Cosa si chiede: Conta le righe dei record che contengono la parola "jacket" e scrivi solo il numero.

Dati del compito:

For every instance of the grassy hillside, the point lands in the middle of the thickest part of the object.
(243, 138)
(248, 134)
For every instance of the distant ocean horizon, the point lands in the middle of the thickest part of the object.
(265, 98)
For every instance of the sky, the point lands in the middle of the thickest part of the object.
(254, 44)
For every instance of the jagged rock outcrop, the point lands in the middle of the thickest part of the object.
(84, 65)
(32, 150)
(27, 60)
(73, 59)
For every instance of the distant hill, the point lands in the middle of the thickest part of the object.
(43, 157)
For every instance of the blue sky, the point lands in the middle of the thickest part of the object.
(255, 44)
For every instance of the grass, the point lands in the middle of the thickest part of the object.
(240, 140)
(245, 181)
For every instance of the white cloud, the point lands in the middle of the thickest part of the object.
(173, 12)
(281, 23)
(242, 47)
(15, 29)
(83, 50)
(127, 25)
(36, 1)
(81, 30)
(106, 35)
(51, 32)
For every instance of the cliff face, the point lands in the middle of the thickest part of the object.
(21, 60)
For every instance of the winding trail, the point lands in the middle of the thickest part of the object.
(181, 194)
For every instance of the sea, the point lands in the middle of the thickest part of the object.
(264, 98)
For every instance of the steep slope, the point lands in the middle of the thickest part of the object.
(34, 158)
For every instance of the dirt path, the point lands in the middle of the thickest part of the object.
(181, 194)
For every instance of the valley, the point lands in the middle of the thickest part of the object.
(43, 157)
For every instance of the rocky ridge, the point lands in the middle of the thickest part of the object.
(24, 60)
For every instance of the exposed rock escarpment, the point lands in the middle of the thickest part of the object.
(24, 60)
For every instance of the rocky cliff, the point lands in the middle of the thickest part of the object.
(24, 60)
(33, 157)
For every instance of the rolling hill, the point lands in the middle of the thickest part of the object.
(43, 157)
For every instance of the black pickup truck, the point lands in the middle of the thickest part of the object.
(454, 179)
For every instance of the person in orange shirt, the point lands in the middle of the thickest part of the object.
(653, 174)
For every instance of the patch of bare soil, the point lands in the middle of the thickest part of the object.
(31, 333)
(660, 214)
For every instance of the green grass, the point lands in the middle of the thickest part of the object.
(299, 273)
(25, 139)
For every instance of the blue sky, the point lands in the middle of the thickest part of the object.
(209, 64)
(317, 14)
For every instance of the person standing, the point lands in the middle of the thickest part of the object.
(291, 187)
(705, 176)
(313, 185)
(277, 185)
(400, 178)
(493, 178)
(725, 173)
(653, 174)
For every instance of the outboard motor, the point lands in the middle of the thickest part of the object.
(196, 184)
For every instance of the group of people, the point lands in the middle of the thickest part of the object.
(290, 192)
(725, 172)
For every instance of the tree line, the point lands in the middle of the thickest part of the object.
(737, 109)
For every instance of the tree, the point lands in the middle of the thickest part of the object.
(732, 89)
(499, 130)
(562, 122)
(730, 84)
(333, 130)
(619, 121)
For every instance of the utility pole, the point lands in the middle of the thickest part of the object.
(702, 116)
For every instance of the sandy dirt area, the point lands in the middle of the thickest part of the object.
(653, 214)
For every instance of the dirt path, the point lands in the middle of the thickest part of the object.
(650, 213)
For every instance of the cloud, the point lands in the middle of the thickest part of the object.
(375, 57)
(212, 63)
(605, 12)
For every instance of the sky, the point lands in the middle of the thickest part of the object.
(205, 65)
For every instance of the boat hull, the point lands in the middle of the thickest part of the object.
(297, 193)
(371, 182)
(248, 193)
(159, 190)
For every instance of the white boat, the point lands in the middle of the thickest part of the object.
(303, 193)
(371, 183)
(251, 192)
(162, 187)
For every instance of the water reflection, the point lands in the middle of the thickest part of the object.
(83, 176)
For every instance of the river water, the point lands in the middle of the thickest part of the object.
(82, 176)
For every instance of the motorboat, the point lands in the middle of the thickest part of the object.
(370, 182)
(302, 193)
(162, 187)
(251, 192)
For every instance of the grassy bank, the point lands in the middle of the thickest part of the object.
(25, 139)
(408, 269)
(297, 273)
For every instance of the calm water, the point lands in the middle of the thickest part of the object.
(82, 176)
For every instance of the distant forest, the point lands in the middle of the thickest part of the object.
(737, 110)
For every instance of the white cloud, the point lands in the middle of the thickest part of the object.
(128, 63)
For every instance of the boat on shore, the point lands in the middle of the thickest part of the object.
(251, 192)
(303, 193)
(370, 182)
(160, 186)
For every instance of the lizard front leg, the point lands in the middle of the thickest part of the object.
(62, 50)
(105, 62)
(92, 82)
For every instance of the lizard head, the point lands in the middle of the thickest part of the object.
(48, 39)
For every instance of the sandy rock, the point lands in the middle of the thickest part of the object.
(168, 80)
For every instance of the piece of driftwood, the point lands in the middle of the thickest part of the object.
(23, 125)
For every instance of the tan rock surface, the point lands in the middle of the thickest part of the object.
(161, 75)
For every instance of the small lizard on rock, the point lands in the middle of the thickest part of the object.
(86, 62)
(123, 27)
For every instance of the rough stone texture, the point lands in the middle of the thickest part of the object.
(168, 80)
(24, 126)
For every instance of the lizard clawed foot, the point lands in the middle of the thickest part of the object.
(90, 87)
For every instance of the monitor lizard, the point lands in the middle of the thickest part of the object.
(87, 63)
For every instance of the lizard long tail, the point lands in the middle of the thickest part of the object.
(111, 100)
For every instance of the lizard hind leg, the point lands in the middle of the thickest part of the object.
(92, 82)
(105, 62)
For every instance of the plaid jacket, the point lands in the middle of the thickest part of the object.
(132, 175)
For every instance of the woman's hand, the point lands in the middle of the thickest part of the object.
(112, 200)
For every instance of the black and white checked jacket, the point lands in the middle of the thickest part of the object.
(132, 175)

--

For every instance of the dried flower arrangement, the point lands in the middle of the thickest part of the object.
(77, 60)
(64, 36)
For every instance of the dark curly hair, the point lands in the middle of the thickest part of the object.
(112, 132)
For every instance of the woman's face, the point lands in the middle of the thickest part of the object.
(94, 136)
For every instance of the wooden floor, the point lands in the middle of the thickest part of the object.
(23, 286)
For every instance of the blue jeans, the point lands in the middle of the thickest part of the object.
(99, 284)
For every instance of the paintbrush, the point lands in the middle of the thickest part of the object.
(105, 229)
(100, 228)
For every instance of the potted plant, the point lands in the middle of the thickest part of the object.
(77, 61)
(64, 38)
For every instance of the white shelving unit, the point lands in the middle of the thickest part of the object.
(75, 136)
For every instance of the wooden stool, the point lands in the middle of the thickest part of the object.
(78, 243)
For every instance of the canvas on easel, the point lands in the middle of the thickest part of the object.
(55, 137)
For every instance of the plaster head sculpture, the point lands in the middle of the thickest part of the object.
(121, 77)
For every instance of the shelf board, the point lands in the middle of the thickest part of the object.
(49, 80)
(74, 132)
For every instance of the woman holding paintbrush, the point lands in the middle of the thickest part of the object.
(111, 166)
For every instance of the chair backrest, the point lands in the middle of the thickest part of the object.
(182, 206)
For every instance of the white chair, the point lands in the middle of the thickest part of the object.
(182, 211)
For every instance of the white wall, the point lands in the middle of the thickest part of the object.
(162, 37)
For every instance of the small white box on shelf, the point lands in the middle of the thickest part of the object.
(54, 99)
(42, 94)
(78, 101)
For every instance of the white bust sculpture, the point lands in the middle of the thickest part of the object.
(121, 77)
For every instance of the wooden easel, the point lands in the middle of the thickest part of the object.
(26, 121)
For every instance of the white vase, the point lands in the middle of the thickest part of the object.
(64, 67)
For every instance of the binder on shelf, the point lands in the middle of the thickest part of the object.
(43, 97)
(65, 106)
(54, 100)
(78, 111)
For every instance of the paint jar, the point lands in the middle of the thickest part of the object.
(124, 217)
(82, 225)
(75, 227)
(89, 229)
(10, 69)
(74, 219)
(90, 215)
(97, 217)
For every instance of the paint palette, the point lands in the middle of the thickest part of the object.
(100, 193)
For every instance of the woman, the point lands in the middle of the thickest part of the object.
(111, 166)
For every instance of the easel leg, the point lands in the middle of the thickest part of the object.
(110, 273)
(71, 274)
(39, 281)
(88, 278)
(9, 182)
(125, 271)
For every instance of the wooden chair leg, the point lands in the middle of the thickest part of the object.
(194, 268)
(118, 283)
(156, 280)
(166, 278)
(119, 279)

Soluzione del problema: 2